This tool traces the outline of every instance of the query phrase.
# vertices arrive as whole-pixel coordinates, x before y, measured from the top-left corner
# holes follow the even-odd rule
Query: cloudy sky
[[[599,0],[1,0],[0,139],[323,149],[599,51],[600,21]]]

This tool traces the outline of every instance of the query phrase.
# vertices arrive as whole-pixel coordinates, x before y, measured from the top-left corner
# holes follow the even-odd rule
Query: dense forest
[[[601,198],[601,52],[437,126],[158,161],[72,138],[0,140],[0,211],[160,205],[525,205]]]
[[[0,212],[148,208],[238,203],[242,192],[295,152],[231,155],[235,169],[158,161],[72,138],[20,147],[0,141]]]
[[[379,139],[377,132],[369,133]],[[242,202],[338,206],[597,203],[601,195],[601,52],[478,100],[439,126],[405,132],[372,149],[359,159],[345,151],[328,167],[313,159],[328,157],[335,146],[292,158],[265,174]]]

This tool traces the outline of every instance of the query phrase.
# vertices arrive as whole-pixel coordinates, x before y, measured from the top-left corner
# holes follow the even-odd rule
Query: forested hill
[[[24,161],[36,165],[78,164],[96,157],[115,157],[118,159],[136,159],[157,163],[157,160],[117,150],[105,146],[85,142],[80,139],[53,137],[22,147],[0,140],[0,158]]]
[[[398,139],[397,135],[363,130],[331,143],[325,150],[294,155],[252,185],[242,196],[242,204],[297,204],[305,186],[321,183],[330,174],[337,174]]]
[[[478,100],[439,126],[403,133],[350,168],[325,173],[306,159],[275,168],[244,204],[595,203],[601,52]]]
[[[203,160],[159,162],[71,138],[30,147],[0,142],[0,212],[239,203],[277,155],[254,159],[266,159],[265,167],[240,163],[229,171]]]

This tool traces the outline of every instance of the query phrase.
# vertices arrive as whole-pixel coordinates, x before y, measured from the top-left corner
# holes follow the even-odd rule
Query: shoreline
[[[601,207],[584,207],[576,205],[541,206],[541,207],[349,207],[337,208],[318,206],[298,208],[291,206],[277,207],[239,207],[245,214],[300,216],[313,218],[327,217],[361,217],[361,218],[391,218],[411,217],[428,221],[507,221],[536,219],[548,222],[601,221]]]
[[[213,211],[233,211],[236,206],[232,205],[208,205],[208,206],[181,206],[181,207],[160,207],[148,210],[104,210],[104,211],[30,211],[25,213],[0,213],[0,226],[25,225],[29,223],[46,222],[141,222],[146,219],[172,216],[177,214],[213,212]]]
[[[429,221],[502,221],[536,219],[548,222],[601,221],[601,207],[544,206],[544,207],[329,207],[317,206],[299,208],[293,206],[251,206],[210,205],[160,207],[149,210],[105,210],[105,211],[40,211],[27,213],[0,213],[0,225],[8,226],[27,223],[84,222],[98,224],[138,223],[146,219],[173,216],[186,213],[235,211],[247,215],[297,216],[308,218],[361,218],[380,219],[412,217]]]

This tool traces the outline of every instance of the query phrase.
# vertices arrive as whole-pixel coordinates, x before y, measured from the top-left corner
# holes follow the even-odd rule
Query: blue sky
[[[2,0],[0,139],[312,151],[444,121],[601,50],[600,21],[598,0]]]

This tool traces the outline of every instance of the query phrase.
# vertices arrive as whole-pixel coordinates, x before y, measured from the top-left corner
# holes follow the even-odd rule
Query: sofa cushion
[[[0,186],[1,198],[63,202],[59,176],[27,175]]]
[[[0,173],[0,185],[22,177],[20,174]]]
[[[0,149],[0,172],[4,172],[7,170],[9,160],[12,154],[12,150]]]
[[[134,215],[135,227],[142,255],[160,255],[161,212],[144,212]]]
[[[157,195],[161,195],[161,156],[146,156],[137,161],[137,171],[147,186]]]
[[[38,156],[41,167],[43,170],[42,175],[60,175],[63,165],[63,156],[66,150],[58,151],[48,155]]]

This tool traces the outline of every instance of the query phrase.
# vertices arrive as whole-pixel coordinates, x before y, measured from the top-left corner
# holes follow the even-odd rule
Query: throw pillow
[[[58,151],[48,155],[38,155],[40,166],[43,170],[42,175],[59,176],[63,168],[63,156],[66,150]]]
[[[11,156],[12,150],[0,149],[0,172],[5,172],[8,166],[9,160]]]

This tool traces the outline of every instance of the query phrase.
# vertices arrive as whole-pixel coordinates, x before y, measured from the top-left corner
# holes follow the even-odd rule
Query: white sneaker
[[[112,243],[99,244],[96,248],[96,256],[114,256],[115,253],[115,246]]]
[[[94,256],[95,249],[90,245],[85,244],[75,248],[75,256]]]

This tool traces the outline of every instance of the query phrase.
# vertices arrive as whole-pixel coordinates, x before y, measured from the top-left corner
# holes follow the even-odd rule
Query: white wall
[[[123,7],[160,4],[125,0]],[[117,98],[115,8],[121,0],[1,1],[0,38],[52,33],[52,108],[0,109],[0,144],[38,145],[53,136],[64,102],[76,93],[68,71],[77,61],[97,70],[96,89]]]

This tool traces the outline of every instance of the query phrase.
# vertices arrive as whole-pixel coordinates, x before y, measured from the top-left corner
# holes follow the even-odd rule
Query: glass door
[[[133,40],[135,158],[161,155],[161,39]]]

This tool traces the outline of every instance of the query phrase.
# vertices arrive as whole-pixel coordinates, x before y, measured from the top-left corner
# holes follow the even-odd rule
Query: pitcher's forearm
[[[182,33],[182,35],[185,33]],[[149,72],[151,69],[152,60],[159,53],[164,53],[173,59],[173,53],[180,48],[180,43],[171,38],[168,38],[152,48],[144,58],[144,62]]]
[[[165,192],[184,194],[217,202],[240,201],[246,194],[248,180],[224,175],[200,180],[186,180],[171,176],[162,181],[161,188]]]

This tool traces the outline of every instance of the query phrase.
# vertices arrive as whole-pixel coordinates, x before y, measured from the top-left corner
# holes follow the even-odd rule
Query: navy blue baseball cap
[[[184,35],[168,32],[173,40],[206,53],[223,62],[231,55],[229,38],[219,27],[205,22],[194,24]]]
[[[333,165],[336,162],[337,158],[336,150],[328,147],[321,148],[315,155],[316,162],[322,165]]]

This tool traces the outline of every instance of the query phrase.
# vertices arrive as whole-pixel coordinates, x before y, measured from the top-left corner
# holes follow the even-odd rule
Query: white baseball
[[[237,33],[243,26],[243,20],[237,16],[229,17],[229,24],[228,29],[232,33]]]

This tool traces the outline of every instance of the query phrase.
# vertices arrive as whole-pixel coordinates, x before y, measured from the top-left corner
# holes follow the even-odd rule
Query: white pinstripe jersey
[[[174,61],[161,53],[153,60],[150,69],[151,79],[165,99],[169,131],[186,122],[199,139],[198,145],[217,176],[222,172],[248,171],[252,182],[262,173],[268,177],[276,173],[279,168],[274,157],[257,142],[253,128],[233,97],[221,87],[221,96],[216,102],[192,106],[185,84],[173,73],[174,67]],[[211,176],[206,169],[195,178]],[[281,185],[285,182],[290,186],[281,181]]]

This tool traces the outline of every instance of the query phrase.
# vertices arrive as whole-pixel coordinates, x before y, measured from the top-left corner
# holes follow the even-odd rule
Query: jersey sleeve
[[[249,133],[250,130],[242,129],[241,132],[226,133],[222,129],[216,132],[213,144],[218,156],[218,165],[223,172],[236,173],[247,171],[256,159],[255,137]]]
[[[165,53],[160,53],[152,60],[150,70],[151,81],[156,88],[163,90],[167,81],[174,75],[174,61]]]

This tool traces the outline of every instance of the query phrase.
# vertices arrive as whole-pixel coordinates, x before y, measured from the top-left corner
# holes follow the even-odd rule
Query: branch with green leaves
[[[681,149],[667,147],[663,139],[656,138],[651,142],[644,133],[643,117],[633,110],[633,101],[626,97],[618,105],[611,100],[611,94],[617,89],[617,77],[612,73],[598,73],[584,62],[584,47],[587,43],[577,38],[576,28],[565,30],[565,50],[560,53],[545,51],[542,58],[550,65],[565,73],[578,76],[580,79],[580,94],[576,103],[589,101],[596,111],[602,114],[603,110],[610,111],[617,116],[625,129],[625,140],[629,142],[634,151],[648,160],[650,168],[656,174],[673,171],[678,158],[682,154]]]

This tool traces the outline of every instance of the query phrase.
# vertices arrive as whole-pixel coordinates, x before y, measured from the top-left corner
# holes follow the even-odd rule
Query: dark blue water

▸ **Task to carry out**
Reproduce word for word everything from the first line of the listing above down to and including the line that contains "Query: cloudy sky".

▸ **Task response**
This tool traces the outline of every instance of the query phrase.
# vertices arrive as whole-pixel coordinates, x before y, measured from the top-left corner
# holes follow the even-odd rule
Query: cloudy sky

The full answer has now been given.